--- ARTIKEL ---

Der in Israel geborene Aktivist und Gemeindegründer in New York wurde von der israelischen Ausgabe der Times als "unangepasster spiritueller Anführer" gefeiert, die Jewish Week nennt ihn "einen der spannendsten Denker der jüdischen Welt". In der Filmdoku "Sabbath Queen" steht Lau-Lavie im Mittelpunkt.
Der Rabbi und der Regisseur Sandi DuBowski waren kürzlich in Berlin, um den Film beim Doxumentale (früher Dokumentale) Festival, zu zeigen.
Eine eigene Stimme - im Schatten einer Rabbiner-Dynastie
Schon in jungen Jahren verließ Lau-Lavie Israel. Ende der 90er Jahre zog er nach New York - nachdem eine Zeitung ihn ohne sein Einverständnis als schwul geoutet hatte. Als Neffe des damaligen israelischen Oberrabbiners war er plötzlich zum schwarzen Schaf geworden.
In New York fand er eine neue Gemeinschaft, in der er sich zu Hause fühlte - unter anderem bei den "Radical Faeries", einer queeren, spirituellen Community. Gleichzeitig wollte er seiner religiösen Herkunft treu bleiben: Seine Familie stellt seit 38 Generationen Rabbiner - das geht zurück bis ins 11. Jahrhundert. Sein Großvater, der im Holocaust ermordet wurde, hatte sich kurz vor seiner Deportation in ein Konzentrationslager gewünscht, dass diese Tradition weiterlebt.
Zwischen Drag und Thora
Die Doku "Sabbath Queen" zeigt Lau-Lavies Weg über mehr als 20 Jahre. "Anfangs war ich vor allem von Lau-Levies Dragfigur Rebbetzin Hadassah Gross fasziniert", erzählt Regisseur DuBowski im DW-Gespräch. Lau-Lavies weibliches Alter Ego ist eine weise Witwe von sechs ultraorthodoxen chassidischen Rabbinern, die in ihren Auftritten mit Witz und Tiefe das Patriarchat in Frage stellt.
Neben der schillernden Dragfigur zeigt der Film aber auch, wie Lau-Levie als spiritueller Führer neue Formen jüdischen Gemeindelebens entwickelte: Dazu gehört "Lab/Shul", eine experimentelle Gemeinschaft für spirituelle Zusammenkünfte, die für alle offen ist - selbst "Gott ist optional". Ebenso gründete er das rituelle Theaterprojekt "Storahtelling", das jüdische Traditionen auf kreative Weise ins Heute übersetzt.

---

● **AUFGABENSTELLUNG 1**
Seit wie vielen Generationen stellt Lau-Lavies Familie laut dem Artikel Rabbiner?
● **AUFGABENSTELLUNG 2**
Gib den Abschnitt aus dem Artikel wortgetreu wieder, von „Der in Israel“ bis einschließlich „schwarzen Schaf geworden.“.

--- AUSGEWÄHLTE ZEILEN ---

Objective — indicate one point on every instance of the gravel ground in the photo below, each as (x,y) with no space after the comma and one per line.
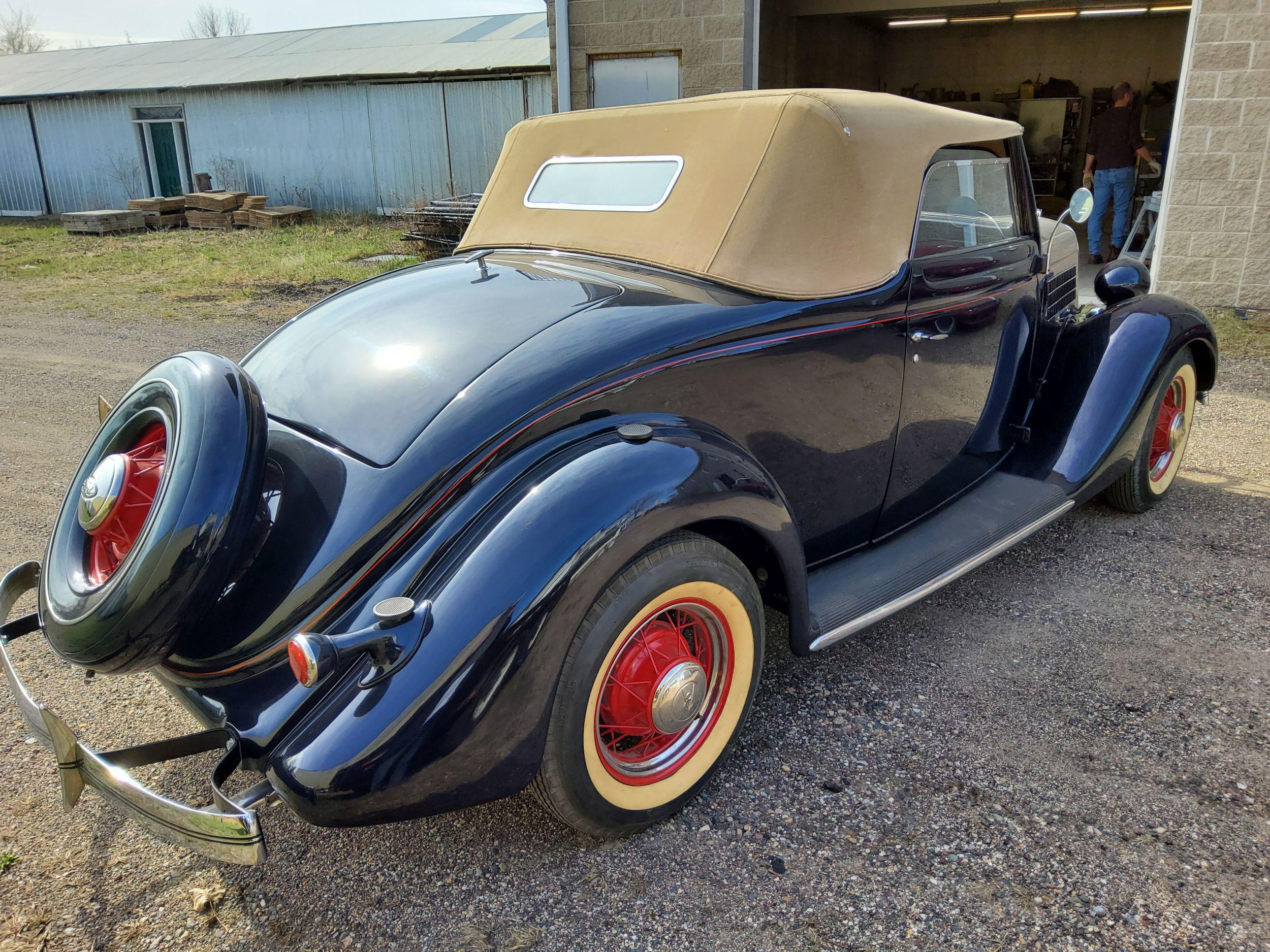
(1067,749)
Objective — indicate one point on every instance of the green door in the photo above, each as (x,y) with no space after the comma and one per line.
(166,158)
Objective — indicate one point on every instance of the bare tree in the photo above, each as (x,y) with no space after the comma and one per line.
(216,22)
(18,32)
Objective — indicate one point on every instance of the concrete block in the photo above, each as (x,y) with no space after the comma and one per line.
(1203,84)
(1245,84)
(1212,112)
(1190,219)
(681,31)
(1236,139)
(624,11)
(1250,26)
(583,12)
(1217,56)
(723,27)
(1237,193)
(1183,193)
(1235,220)
(1248,166)
(662,9)
(1185,268)
(702,52)
(1212,28)
(1202,166)
(1256,112)
(642,34)
(703,8)
(1220,245)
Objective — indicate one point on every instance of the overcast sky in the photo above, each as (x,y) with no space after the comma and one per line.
(102,22)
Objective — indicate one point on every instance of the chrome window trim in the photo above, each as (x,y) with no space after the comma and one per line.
(956,163)
(593,159)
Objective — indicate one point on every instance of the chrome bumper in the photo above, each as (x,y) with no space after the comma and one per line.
(229,831)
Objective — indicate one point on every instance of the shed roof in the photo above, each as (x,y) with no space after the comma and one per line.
(410,49)
(796,193)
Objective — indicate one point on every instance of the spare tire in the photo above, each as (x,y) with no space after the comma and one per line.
(156,516)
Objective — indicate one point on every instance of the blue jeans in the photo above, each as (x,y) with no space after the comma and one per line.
(1113,186)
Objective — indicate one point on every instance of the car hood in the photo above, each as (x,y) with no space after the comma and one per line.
(369,369)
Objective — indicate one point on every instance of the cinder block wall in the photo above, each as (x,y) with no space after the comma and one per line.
(1217,226)
(705,34)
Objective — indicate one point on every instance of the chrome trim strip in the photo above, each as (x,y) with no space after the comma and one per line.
(225,832)
(935,584)
(593,159)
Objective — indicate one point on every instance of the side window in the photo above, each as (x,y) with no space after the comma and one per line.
(966,202)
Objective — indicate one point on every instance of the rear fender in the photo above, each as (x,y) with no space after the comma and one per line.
(1091,413)
(464,720)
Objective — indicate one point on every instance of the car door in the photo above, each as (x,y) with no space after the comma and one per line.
(972,298)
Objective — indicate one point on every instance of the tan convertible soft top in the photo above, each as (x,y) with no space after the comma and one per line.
(789,193)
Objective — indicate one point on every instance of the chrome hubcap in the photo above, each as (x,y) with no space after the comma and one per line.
(1177,431)
(101,490)
(680,696)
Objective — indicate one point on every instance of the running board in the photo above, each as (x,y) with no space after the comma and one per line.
(865,588)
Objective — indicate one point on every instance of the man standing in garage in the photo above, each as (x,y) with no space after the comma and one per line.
(1114,143)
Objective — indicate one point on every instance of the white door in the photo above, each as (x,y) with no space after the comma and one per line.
(625,80)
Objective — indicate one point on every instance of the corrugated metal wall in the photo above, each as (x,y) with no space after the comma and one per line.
(21,192)
(336,148)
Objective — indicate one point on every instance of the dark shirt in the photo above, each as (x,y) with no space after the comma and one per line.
(1114,139)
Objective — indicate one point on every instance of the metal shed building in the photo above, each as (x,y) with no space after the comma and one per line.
(342,118)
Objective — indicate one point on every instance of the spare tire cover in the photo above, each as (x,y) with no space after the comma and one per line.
(156,514)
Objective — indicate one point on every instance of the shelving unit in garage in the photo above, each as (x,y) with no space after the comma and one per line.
(1052,130)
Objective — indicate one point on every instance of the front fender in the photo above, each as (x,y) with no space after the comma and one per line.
(464,720)
(1093,410)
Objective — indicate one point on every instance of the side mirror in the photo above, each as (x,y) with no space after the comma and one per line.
(1081,205)
(1122,280)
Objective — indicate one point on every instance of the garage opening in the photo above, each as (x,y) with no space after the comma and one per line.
(1051,68)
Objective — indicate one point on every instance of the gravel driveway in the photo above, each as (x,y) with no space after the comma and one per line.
(1067,749)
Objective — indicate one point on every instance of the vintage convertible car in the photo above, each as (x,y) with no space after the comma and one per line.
(510,519)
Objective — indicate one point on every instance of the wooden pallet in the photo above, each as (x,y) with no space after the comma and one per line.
(221,221)
(280,216)
(159,205)
(215,201)
(174,220)
(103,221)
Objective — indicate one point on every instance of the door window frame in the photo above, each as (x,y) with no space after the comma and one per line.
(634,55)
(1020,225)
(145,140)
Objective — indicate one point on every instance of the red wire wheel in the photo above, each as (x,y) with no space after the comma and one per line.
(663,691)
(1170,431)
(139,473)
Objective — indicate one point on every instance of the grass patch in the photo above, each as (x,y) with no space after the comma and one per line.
(1237,338)
(187,270)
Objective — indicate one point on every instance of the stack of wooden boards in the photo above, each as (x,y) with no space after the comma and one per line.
(212,210)
(243,214)
(442,222)
(103,221)
(162,212)
(199,210)
(280,216)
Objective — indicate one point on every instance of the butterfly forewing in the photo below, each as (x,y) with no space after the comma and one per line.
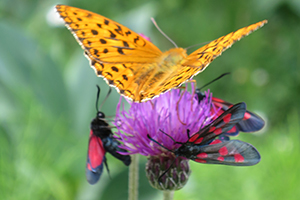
(106,40)
(206,54)
(95,159)
(220,125)
(233,152)
(132,64)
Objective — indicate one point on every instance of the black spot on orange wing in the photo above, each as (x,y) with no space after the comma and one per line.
(106,22)
(120,51)
(119,30)
(120,83)
(103,41)
(125,44)
(112,35)
(127,33)
(99,73)
(94,32)
(115,69)
(136,39)
(125,77)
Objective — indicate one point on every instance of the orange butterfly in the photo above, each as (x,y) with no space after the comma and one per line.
(135,66)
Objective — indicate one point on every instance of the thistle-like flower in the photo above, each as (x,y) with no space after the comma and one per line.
(173,113)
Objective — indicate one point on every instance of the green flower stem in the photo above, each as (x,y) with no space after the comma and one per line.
(168,195)
(133,178)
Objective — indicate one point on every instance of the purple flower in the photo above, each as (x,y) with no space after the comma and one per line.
(172,113)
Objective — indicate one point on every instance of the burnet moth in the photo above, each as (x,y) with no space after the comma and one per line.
(203,147)
(101,141)
(250,122)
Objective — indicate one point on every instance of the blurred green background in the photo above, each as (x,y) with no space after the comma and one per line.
(47,96)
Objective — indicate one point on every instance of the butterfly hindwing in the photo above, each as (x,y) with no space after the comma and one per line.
(95,159)
(232,152)
(131,63)
(221,125)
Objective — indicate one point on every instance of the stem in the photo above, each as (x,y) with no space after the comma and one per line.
(168,195)
(133,178)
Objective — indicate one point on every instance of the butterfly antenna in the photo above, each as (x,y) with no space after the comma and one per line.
(108,93)
(155,24)
(214,80)
(203,43)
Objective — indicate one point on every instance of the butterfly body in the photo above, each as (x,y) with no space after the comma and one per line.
(132,64)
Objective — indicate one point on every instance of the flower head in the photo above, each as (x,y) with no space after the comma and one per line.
(163,118)
(172,113)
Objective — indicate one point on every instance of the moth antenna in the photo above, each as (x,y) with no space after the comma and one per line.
(155,24)
(213,80)
(108,93)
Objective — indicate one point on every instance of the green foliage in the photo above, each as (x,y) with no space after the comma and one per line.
(47,97)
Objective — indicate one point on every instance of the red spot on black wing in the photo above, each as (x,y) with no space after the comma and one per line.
(227,118)
(233,152)
(250,123)
(222,124)
(95,159)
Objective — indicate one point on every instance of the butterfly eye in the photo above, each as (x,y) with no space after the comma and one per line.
(100,115)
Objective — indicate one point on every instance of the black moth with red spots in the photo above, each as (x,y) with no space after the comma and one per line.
(101,141)
(250,122)
(234,152)
(203,146)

---

● **ERWARTETE ANTWORT 1**
Seit 38 Generationen.

● **ERWARTETE ANTWORT 2**
Der in Israel geborene Aktivist und Gemeindegründer in New York wurde von der israelischen Ausgabe der Times als "unangepasster spiritueller Anführer" gefeiert, die Jewish Week nennt ihn "einen der spannendsten Denker der jüdischen Welt". In der Filmdoku "Sabbath Queen" steht Lau-Lavie im Mittelpunkt.
Der Rabbi und der Regisseur Sandi DuBowski waren kürzlich in Berlin, um den Film beim Doxumentale (früher Dokumentale) Festival, zu zeigen.
Eine eigene Stimme - im Schatten einer Rabbiner-Dynastie
Schon in jungen Jahren verließ Lau-Lavie Israel. Ende der 90er Jahre zog er nach New York - nachdem eine Zeitung ihn ohne sein Einverständnis als schwul geoutet hatte. Als Neffe des damaligen israelischen Oberrabbiners war er plötzlich zum schwarzen Schaf geworden.